**PASSAGE PROVIDED**.

----------------

Revolutionizing healthcare
Conference urges hospital centers to provide Catholic alternatives to destructive procedures


By Barbara Fitzgerald
Special to the CS&T


Instead of telling patients what they can’t do, doctors want to establish fertility care centers in Philadelphia-area Catholic hospitals, based on the beauty of Church teaching regarding sexuality and family life.

The plan is designed, in part, to counter all the negative comments about Catholic bans on contraception, abortion, and embryonic stem cell research.
Catholics have powerful and more caring alternatives to those destructive techniques, clergy and medical professionals say, and it is time hospitals started promoting those alternatives instead of just saying, “We don’t do that here.”

While secular institutions offer abortions, sterilization and artificial reproduction techniques such as in vitro fertilization, Catholic hospitals need to offer patients a place within their own buildings for infertility care, natural family planning (NFP) instruction, pregnancy testing, and post-abortion counseling.

Without a Catholic alternative, patients usually resort to artificial techniques, often treating their reproductive systems with unnatural chemicals and causing the destruction of life.

Rather than being arbitrary, the Church is concerned with the patient’s highest good, Msgr. Kevin McMahon, a professor of moral theology at St. Charles Borromeo Seminary, said during his talk at a recent conference sponsored by the Philadelphia Natural Family Planning Network and the Philadelphia Catholic Medical Association.

----------------

**DATA FOR ANALYSIS**.
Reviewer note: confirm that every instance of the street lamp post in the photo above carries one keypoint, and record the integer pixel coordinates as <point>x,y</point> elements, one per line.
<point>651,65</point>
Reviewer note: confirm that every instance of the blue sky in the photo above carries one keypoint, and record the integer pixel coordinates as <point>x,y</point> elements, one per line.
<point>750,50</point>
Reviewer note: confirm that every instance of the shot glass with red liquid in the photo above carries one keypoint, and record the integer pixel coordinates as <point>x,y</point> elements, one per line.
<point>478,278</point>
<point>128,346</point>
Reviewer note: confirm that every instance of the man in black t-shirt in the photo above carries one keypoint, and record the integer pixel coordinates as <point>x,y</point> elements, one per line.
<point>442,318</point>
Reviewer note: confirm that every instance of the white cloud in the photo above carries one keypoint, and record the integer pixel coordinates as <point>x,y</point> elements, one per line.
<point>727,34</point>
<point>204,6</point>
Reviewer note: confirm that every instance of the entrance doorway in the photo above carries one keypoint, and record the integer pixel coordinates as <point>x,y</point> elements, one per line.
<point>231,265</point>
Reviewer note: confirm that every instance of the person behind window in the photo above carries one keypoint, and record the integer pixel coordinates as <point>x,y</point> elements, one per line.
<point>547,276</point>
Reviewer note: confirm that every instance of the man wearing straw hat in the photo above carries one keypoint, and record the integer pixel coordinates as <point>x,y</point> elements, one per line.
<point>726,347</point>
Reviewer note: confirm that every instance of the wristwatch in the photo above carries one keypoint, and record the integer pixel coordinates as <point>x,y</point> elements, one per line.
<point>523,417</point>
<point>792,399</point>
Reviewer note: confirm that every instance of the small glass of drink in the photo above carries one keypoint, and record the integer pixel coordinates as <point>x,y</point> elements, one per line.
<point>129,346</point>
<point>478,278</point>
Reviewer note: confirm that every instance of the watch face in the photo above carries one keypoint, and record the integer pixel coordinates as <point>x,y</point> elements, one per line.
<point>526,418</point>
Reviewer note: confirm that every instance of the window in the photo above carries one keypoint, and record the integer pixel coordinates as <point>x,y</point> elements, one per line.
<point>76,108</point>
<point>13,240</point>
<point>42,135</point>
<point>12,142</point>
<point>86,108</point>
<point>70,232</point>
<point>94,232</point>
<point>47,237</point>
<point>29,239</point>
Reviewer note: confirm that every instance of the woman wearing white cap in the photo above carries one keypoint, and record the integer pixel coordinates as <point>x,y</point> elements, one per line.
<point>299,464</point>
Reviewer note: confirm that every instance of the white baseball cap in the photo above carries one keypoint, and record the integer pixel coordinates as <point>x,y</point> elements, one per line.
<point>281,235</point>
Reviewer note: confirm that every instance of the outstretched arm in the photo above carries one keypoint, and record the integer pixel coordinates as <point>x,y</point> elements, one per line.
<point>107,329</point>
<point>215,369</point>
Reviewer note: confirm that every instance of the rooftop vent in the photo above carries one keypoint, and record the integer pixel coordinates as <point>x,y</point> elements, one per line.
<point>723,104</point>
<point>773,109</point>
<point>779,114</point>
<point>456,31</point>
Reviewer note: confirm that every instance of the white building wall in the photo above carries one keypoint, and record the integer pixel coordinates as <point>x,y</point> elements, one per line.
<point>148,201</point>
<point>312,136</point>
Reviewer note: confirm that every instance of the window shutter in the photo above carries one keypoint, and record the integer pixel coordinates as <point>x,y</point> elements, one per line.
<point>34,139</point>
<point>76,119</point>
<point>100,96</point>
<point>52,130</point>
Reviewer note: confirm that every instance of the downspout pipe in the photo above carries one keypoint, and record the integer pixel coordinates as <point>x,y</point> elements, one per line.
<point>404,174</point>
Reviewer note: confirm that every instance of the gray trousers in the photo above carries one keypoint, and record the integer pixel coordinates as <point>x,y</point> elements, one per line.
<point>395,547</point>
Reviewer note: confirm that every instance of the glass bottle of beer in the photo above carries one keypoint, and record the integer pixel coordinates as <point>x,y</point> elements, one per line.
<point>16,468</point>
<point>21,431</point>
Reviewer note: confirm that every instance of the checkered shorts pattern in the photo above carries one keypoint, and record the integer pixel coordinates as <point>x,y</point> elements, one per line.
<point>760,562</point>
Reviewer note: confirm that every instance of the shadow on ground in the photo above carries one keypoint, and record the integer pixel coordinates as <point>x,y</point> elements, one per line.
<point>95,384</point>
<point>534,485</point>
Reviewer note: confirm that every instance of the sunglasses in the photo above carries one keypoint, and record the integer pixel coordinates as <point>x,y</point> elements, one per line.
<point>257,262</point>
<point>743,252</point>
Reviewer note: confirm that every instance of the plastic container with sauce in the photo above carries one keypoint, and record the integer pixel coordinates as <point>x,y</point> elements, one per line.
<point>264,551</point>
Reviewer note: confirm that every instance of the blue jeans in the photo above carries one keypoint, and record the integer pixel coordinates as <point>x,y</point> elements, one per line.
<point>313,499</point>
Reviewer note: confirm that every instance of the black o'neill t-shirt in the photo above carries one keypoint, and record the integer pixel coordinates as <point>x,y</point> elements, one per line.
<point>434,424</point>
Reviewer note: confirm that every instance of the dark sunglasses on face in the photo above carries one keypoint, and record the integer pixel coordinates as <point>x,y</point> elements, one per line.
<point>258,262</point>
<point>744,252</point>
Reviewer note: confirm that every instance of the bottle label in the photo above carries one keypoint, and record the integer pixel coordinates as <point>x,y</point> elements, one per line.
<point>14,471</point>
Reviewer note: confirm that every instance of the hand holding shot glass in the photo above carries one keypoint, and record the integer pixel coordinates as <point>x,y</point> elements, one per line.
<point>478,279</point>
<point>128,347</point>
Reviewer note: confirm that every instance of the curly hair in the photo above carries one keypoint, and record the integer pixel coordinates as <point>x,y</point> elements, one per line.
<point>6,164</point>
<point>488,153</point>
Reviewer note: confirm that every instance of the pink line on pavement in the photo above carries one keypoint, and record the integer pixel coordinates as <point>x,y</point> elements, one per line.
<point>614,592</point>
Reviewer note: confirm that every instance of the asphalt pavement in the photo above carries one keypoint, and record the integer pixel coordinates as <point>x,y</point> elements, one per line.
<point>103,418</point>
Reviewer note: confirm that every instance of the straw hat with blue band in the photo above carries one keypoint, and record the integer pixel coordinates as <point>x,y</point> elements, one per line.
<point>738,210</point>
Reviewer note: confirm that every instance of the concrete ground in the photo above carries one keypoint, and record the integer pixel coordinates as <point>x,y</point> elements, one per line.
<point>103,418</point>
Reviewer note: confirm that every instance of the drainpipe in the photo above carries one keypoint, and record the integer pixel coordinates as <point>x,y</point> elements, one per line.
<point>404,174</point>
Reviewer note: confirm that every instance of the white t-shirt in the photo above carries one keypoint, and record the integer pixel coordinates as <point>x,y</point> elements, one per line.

----------------

**TASK LIST**.
**a)** In the article on Catholic fertility care centers, which two groups sponsored the recent conference?
**b)** Resume the article on Catholic fertility care centers in hospitals, picking up after its final sentence.
The records were taken from a separate source.

**LIST OF ANSWERS**.
**a)** The Philadelphia Natural Family Planning Network and the Philadelphia Catholic Medical Association.

**b)**
“People see the Catholic Church as some archaic, patriarchal, intellectually deficient, anachronistic organization that keeps spitting out edicts that it expects everybody to follow — no abortion, no embryonic stem cell research and so forth,” Msgr. McMahon said. “The Church is saying those things are wrong because they are. Why are they wrong? Because they are against the true good of a person.”

Women using the Catholic-approved technology agree.

“Women have a God-given right to reliable and competent healthcare, instead of being medicated and having their bodies and their babies destroyed,” wrote Monique Kendrikian-Sarkessian, in a letter to support the establishment of a Church-approved, hospital-based fertility care center. “Women need to know there are alternatives to dangerous fertility drugs and to immoral in-vitro fertilization.”

Lisa Brown, also in a written testimonial, said such a center “would empower women with information and support to counter the contraceptive ‘culture of death’ mentality that exists in most present-day obstetrics, gynecology and infertility treatment centers, including the so-called Catholic ones.”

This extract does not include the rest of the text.